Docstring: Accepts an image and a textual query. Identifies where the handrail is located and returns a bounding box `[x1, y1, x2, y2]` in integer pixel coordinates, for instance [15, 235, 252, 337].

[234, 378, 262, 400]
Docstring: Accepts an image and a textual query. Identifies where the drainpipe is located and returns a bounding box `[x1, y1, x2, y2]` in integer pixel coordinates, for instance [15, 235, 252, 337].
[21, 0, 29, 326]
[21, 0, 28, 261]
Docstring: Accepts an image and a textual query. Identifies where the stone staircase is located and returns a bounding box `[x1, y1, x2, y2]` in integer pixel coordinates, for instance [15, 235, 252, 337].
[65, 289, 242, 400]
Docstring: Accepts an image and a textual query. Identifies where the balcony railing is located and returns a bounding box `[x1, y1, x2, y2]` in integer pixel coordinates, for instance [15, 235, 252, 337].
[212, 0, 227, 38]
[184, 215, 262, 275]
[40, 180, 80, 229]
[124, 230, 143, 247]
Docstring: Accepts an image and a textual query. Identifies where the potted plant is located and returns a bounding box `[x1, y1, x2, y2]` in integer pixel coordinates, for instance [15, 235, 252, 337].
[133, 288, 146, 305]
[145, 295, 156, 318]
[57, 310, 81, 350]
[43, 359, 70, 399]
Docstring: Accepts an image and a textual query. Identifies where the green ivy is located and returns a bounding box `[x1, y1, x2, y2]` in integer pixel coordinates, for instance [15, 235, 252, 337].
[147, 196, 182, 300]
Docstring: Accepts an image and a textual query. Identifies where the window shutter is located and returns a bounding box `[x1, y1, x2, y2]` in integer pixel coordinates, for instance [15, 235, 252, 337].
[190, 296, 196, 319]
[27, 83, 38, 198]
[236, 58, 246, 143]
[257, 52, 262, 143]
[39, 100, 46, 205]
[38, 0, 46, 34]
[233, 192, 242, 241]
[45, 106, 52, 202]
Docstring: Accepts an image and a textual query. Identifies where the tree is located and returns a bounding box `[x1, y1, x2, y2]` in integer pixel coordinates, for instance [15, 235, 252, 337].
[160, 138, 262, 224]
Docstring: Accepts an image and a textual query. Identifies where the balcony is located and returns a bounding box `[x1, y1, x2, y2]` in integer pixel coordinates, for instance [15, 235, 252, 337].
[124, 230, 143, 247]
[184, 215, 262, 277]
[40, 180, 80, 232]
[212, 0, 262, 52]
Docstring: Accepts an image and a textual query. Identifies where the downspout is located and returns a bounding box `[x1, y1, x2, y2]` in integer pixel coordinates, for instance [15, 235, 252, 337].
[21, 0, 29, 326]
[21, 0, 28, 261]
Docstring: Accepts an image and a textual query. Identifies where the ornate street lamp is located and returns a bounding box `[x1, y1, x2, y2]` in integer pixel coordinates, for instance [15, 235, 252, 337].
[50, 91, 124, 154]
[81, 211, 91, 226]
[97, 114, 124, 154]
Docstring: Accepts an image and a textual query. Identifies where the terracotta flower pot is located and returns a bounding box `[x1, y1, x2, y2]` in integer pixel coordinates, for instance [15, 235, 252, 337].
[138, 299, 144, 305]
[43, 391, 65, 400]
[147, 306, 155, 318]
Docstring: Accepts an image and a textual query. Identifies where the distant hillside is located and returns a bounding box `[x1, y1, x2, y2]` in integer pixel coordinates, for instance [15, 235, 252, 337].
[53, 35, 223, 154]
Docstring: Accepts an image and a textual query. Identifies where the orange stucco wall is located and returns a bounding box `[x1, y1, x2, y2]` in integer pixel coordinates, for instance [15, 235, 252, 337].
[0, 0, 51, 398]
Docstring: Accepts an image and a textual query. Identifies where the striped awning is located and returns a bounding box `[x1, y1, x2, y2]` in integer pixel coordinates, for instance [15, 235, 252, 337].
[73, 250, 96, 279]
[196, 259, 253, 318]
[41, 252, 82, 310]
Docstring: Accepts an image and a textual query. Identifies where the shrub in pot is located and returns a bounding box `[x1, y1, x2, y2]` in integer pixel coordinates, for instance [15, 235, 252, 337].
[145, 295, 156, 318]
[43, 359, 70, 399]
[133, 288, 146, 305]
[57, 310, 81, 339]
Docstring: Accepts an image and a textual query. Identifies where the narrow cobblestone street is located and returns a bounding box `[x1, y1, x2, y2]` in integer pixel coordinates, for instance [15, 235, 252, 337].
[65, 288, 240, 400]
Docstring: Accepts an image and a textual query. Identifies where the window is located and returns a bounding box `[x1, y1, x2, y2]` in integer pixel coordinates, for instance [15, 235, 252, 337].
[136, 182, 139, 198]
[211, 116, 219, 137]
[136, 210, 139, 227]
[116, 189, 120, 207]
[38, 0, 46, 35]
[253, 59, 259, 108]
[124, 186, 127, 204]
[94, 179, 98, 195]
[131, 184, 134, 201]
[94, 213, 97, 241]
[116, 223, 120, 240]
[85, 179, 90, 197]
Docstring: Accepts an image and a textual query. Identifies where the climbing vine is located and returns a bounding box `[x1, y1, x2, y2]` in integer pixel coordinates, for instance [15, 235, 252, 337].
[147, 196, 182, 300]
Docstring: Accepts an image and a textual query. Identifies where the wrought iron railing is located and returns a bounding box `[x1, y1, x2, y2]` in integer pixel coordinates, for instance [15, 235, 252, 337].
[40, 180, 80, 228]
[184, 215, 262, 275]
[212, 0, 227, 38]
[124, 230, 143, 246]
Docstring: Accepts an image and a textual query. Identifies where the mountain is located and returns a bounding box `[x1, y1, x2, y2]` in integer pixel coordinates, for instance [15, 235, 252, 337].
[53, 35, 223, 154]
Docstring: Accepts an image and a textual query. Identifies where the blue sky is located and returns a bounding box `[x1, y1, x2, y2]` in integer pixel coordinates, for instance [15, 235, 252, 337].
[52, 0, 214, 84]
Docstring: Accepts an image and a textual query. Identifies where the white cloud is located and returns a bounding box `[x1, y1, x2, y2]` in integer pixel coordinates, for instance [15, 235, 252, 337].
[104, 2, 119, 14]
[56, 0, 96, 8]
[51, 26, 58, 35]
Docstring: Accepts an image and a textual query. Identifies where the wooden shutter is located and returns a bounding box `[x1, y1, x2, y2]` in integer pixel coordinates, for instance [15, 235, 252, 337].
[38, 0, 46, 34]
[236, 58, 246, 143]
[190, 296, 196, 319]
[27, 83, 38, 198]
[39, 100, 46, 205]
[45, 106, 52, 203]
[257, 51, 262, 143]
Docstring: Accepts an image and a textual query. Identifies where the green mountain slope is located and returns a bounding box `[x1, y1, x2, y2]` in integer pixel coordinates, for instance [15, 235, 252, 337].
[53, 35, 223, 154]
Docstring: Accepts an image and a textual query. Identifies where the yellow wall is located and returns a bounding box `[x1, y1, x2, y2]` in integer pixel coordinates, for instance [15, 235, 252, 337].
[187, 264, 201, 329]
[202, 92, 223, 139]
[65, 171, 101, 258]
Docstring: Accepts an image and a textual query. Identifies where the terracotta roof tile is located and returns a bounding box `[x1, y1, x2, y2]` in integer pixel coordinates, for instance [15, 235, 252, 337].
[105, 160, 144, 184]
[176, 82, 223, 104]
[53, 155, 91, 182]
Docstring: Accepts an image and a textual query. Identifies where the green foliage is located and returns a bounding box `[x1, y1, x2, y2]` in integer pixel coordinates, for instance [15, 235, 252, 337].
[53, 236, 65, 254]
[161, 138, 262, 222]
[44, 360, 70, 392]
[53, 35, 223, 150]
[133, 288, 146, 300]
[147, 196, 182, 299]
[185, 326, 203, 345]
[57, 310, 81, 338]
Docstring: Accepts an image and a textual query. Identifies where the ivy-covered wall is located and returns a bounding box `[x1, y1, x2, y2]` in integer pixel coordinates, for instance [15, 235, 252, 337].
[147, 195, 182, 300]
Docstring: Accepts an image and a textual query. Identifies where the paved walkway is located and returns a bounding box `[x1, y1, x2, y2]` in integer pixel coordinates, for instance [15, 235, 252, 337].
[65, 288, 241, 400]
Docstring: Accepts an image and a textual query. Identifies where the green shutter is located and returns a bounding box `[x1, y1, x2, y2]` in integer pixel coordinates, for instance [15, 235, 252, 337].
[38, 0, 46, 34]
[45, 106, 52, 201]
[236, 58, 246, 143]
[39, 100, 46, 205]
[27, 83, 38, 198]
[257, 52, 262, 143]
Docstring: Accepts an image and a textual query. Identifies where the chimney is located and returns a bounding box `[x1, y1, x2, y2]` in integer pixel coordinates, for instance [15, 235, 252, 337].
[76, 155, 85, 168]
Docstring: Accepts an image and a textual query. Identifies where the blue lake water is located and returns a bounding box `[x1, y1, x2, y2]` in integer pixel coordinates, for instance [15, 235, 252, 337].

- _Work item_:
An exact repeat of the lines from the one containing "where the chimney" through the final line above, both included, is the whole answer.

- _Completed exercise_:
Docstring: Accepts an image and a textual query. Identifies where the chimney is located and returns a bounding box `[x1, y1, x2, y2]` in integer pixel coordinates, for instance [15, 235, 252, 337].
[76, 155, 85, 168]
Docstring: Accepts an image and a textual query. Identifies where the blue lake water is located and returns a bounding box `[x1, y1, x2, y2]` in integer pixel coordinates, for instance [15, 235, 252, 337].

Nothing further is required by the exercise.